--- Reading text ---

There's also nothing quite like hearing that huge church pipe organ playing "The Rainbow Connection."

Sitting in the Cathedral of St. John the Divine awaiting the start of the Jim Henson memorial service hearing that familiar song being played in such an unfamiliar way, I knew I was in for a memorable experience. It was only five days ago that I received the early morning call from my best friend Dawn alerting me to Jim's passing. Only nine days earlier I had sat across a desk from my hero and gained, if possible, an even greater appreciation for him. It had been a rough few days for everyone who appreciated Henson's gifts to the world. Now the Jim Henson Company had organized one heck of a send off for their beloved leader.

The cathedral, a national treasure itself, was decorated with large photos of Jim and his various creations hanging on the massive columns that line the walls. There were collections of company and family photographs arranged on boards in the back of the cathedral as you entered. Hundreds of small foam butterflies attached to a metal puppeteers rod were handed out to be "performed" by everyone at a later point in the service. I still have mine. The foam is barely holding together.

--- Data supplied ---

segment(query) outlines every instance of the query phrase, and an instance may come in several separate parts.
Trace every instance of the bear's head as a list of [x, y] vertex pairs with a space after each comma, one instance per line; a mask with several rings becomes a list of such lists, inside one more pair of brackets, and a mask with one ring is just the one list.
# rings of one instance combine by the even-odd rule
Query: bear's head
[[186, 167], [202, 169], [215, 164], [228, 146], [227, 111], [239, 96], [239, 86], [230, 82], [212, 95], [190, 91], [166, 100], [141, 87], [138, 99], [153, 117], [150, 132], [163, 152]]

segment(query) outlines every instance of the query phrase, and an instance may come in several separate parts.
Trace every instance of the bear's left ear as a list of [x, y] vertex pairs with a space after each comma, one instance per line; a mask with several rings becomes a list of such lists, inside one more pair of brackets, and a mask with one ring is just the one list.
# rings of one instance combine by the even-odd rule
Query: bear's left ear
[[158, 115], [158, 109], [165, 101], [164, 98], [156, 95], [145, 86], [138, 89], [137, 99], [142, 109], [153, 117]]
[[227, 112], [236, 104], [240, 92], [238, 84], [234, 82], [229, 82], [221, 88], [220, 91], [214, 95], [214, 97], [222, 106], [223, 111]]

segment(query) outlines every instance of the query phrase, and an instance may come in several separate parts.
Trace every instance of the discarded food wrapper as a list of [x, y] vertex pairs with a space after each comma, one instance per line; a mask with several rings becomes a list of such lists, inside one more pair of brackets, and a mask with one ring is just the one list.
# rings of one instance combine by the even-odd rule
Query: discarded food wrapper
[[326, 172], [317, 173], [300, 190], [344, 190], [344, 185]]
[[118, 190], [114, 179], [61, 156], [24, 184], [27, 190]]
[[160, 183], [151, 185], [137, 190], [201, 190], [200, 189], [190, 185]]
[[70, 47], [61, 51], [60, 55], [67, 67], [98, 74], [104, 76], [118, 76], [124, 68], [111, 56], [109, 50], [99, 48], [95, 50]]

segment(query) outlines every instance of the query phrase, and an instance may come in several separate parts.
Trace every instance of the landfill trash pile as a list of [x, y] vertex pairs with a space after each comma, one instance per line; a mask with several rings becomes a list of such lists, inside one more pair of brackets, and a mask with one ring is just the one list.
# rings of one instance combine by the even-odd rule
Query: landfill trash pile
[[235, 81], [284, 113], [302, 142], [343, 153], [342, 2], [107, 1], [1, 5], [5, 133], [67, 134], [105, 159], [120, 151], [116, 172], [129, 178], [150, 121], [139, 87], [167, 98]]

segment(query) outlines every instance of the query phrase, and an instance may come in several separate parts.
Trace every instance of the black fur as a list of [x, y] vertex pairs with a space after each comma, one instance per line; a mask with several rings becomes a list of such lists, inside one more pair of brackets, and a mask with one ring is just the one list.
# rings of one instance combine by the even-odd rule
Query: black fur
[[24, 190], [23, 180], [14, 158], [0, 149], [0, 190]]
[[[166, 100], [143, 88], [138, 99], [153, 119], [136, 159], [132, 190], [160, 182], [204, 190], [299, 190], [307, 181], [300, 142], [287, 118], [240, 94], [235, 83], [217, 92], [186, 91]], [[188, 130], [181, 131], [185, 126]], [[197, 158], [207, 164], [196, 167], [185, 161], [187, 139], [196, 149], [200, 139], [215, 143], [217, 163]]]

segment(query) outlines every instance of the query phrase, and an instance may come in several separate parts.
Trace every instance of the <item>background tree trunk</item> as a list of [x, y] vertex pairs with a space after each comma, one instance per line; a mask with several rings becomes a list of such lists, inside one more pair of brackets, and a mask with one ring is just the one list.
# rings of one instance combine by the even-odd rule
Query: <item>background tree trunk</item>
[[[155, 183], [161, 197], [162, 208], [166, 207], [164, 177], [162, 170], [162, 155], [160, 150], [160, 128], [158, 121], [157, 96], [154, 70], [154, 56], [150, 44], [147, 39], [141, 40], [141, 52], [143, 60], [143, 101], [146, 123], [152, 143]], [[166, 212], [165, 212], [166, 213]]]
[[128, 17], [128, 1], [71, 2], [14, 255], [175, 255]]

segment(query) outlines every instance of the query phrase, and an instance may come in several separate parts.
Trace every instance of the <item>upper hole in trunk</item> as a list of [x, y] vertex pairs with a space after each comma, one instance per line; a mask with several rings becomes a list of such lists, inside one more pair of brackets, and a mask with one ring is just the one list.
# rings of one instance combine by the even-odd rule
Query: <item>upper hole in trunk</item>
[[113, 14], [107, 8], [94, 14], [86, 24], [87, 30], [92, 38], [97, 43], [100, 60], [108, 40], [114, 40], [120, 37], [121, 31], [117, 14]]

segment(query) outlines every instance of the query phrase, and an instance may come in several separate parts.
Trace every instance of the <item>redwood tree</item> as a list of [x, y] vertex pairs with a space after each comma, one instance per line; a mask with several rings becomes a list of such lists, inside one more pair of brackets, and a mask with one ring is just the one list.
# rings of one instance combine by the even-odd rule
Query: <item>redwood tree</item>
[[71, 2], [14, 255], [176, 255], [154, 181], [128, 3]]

---

__Task list__
**A)** Summarize the passage about the memorial service in two sentences.
**B)** Return each line of the entries that contains the string "tree", treating uppercase and lowercase letters as distinct.

__Outputs in order__
**A)** Only days after learning of Jim Henson's death, the narrator attended his memorial service at the Cathedral of St. John the Divine, which the Jim Henson Company had organized. The cathedral was decorated with large photos of Henson and his creations, and foam butterflies on puppeteer rods were handed out for everyone to "perform" later in the service.

**B)**
Trace every instance of the <item>background tree trunk</item> as a list of [x, y] vertex pairs with a space after each comma, one instance per line; a mask with several rings becomes a list of such lists, inside one more pair of brackets, and a mask with one ring is just the one list.
Query: <item>background tree trunk</item>
Trace every instance of the <item>redwood tree</item> as a list of [x, y] vertex pairs with a space after each comma, one instance per line; a mask with several rings becomes a list of such lists, inside one more pair of brackets, and a mask with one ring is just the one list.
Query: <item>redwood tree</item>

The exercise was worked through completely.